### The data
- - -
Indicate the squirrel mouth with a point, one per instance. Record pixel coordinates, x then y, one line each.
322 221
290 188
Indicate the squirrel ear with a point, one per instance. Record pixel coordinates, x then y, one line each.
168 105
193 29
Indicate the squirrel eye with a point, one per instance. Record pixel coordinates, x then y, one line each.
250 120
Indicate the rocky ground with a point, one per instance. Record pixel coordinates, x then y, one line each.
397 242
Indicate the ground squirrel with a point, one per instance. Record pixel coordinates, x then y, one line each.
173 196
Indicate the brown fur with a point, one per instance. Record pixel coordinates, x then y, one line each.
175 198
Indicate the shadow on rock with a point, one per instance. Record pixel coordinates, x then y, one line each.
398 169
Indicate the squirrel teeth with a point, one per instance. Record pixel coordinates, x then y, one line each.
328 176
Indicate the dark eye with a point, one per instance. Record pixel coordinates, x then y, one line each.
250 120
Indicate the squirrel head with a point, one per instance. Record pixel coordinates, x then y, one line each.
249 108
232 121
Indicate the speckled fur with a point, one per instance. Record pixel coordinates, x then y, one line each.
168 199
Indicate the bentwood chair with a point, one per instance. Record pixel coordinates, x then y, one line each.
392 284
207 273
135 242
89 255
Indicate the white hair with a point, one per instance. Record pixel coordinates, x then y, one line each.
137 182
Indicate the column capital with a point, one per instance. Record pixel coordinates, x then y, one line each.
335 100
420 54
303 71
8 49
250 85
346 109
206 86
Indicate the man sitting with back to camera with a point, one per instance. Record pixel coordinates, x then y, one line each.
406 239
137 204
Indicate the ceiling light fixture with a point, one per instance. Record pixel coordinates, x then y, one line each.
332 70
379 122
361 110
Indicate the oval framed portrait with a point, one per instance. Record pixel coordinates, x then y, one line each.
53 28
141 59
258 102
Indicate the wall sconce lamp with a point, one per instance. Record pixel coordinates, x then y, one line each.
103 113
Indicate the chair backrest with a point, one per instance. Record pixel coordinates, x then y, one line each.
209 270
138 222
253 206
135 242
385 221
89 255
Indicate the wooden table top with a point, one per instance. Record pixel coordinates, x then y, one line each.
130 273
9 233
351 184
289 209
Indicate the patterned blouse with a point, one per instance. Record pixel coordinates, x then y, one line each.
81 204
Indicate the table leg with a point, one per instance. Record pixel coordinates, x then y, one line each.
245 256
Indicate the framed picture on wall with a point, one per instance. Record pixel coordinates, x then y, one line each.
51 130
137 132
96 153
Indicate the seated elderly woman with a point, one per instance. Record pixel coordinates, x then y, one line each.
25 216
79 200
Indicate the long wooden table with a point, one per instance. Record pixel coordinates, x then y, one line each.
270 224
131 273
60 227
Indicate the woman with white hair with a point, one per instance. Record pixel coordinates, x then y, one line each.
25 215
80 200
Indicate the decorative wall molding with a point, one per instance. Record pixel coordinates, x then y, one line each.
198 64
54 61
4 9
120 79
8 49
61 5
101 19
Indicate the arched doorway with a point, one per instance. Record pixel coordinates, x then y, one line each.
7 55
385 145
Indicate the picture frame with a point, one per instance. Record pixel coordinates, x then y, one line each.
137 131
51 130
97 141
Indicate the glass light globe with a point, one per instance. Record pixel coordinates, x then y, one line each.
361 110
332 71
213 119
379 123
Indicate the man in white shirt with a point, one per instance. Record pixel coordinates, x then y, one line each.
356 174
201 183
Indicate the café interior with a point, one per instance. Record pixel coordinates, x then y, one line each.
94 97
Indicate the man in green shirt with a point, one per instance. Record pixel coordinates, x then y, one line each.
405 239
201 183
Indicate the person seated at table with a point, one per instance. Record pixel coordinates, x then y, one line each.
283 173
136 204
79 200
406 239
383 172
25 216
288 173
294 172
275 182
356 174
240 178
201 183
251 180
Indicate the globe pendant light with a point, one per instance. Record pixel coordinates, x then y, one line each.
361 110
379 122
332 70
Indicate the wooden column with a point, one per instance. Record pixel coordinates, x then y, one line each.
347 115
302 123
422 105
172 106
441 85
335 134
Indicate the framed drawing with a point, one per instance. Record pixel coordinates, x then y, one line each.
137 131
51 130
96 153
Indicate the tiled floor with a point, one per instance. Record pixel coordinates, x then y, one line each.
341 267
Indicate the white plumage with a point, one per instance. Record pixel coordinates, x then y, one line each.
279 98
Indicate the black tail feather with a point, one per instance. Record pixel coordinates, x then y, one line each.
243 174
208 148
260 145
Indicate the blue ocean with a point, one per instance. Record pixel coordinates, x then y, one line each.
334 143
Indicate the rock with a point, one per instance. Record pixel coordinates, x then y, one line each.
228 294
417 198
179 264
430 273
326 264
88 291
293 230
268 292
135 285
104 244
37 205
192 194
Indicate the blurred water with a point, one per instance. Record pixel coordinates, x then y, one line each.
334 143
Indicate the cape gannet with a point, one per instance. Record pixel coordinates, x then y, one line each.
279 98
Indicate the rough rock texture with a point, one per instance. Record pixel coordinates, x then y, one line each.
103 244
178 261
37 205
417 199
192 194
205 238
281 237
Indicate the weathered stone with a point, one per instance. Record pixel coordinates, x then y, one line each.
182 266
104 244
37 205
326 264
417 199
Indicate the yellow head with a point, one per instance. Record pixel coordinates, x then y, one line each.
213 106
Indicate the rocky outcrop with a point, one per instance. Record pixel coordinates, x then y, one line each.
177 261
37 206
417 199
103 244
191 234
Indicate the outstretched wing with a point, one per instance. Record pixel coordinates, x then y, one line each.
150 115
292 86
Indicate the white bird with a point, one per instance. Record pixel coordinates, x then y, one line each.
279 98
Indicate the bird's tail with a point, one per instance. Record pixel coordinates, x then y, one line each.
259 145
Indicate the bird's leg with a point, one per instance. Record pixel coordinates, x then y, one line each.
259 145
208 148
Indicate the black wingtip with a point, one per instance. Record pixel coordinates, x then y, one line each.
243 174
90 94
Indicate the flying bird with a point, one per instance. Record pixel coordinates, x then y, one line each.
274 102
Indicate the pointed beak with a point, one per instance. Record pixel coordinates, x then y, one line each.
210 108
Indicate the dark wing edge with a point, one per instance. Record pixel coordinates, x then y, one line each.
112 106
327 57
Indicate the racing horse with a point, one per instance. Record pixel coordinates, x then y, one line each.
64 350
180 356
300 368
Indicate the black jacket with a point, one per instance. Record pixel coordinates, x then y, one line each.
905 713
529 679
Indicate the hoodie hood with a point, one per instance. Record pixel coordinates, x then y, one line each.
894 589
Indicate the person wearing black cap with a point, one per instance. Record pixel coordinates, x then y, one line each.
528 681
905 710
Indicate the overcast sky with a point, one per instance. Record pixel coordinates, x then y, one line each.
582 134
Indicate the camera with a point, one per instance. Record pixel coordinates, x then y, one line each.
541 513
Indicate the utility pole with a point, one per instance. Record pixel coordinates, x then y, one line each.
- - -
### Exercise requirements
Return, exactly as written, the "Indicate the flying" line and each line after it through the end of the listing above.

### Finished task
Indicate the flying bird with a point, one per instance. Record pixel coordinates, x then y, one line each.
274 102
Indicate the pointed beak with a point, one per instance. Record pixel coordinates, x then y, one line each.
210 108
Indicate the dark wing edge with a point, one per instance. Record pixel coordinates, x then y, one line each.
112 106
327 57
Indicate the racing horse with a point, one per instance. Record pixel coordinates, x then y, one line each.
64 350
180 356
300 368
Indicate the black jacket with a point, one per instance. Record pixel coordinates, x then y, one line each.
905 713
529 679
Indicate the hoodie hood with a point, one per instance. Record pixel coordinates, x then y, one line each.
894 589
Indicate the person wearing black cap with a point, one per instance. Record pixel coordinates, x then y, one line each.
528 681
905 710
Indicate the overcast sky with a point, one per instance. Record pixel coordinates, x then y, one line each.
582 134
Indicate the camera with a point, one per instance. Record pixel coordinates, x then y, one line each.
541 513
Indicate the utility pole with a point, one per instance. Record pixel coordinates, x then y, one line each.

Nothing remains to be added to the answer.